* **ABOUT THIS TASK**
Read the data, and whenever a line holds the word "jersey", report that line.

--- DATA FOR THIS EXERCISE Enclosed Below ---

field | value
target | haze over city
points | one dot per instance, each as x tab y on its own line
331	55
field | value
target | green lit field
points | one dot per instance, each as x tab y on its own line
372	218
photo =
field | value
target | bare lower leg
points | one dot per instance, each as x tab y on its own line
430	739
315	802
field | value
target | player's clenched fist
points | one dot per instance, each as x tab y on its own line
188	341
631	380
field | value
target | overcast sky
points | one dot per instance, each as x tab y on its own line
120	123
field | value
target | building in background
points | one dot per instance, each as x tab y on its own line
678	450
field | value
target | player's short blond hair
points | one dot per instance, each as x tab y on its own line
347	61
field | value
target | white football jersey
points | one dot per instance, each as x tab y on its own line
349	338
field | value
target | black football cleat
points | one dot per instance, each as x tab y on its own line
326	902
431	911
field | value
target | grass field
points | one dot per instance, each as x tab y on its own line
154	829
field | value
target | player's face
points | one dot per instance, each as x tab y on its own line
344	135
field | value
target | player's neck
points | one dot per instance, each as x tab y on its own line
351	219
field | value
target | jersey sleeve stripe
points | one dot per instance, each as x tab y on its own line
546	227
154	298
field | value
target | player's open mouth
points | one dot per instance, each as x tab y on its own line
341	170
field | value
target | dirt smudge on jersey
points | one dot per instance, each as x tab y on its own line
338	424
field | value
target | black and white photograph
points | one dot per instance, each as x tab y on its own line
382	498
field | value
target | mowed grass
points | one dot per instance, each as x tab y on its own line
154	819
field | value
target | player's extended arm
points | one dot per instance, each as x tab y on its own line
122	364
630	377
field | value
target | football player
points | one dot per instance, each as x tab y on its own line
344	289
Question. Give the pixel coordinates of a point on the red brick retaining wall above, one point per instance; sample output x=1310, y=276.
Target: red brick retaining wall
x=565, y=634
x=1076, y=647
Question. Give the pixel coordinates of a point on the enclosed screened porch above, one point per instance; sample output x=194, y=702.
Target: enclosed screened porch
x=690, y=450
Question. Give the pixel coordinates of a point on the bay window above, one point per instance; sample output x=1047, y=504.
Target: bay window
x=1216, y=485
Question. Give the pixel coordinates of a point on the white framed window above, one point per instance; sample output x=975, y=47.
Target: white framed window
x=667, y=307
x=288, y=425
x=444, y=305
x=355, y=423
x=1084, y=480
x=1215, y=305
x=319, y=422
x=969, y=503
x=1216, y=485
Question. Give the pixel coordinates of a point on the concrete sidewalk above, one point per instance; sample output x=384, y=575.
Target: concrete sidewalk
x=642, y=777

--- End of Enclosed DATA FOR THIS EXERCISE ---

* **TASK ANSWER**
target | white football jersey
target | jersey sleeve stripe
target | dirt smudge on jersey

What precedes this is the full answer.